**BRIEF 1**
Duplicate everything in the Mazuri demo thread from "If you're interested, and" down to "and torts' diets.".
**BRIEF 2**
Summarize the Mazuri demo thread in two sentences.

***** TEXT

# Mazuri Pet Food Product Demos



## Josh (Jun 6, 2013)

I have some Mazuri food products to demo. The only catch is that I need people to actually use the food and do a short write-up on it. Nothing crazy - just start a thread telling us what you and your pet(s) thought about the Mazuri food. Obviously this isn't directly tegu related but I thought you all might be interested anyway for your other pets.
I have the following foods for demo:
Insectivore Diet Pellets
Hi-Ca Cricket (for gut-loading crickets)
Insectivore Gel
Amphibian and Carnivorous Reptile Gel

If you're interested, and can commit to doing the short write-up and review, then please email me at josh @ tegutalk.com
Include your mailing address and which food you'd like to try out.

Thanks!


----------



## TeguBuzz (Jun 20, 2013)

Never used any of those products, but I have been using Mazuri TC for the longest time. Great addition to my iguana and torts' diets.


----------



## Josh (Jun 20, 2013)

Still have some more stuff to give away. Email me, folks!


----------



## Josh (Aug 7, 2013)

Anyone still interested?


----------



## chitodadon (Aug 7, 2013)

Will try insectivore gel and carnivorus gel

from Samsung Galaxy S3


----------



## Josh (Aug 7, 2013)

Great! Send me an email


----------



## chitodadon (Aug 7, 2013)

Josh said:


> Great! Send me an email



[email protected]

from Samsung Galaxy S3


----------



## laurarfl (Aug 7, 2013)

Send me a PM and let me know where to post reviews. @Josh


----------



## jtrux (Aug 15, 2013)

Did you find enough testers?


----------



## Josh (Aug 15, 2013)

**********
***** DATA LINES

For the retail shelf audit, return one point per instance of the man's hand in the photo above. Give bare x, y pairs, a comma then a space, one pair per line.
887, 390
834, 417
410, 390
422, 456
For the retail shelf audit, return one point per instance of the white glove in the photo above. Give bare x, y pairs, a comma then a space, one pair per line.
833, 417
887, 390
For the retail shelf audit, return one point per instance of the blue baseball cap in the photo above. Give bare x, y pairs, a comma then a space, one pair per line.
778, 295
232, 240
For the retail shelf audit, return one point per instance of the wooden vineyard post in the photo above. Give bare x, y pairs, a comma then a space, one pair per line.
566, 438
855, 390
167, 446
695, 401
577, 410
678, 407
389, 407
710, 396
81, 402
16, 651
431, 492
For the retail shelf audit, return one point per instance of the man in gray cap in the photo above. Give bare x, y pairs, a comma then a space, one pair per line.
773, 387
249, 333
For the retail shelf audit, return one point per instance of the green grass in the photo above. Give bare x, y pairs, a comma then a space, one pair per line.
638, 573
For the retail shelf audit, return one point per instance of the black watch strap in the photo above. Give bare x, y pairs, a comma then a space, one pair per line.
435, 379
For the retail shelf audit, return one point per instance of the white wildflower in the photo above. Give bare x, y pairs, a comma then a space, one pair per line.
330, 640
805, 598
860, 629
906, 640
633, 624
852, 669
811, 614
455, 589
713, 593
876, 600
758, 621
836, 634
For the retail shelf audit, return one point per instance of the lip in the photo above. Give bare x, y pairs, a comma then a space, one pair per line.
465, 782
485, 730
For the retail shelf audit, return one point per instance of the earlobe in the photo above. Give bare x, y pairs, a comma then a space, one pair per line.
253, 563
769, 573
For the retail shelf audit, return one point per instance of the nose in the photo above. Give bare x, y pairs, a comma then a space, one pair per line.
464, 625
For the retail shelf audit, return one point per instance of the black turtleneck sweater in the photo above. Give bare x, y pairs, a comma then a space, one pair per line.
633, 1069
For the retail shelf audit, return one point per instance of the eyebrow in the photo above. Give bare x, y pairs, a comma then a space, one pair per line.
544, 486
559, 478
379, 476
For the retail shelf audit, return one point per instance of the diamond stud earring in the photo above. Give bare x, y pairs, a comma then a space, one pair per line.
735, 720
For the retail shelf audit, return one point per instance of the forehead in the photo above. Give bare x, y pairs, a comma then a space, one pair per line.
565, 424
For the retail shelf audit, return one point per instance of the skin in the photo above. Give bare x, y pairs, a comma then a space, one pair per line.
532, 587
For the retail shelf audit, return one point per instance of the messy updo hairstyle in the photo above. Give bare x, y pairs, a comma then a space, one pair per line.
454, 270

**********

**REPLY 1**
If you're interested, and can commit to doing the short write-up and review, then please email me at josh @ tegutalk.com
Include your mailing address and which food you'd like to try out.

Thanks!


----------



## TeguBuzz (Jun 20, 2013)

Never used any of those products, but I have been using Mazuri TC for the longest time. Great addition to my iguana and torts' diets.

**REPLY 2**
Josh offered several Mazuri food products for demo on the condition that testers use the food and post a short write-up, and he asked interested members to email him with their mailing address and the food they wished to try. He repeated the offer in later posts, and members responded: one chose the insectivore gel and the carnivorous gel, and another asked where reviews should be posted.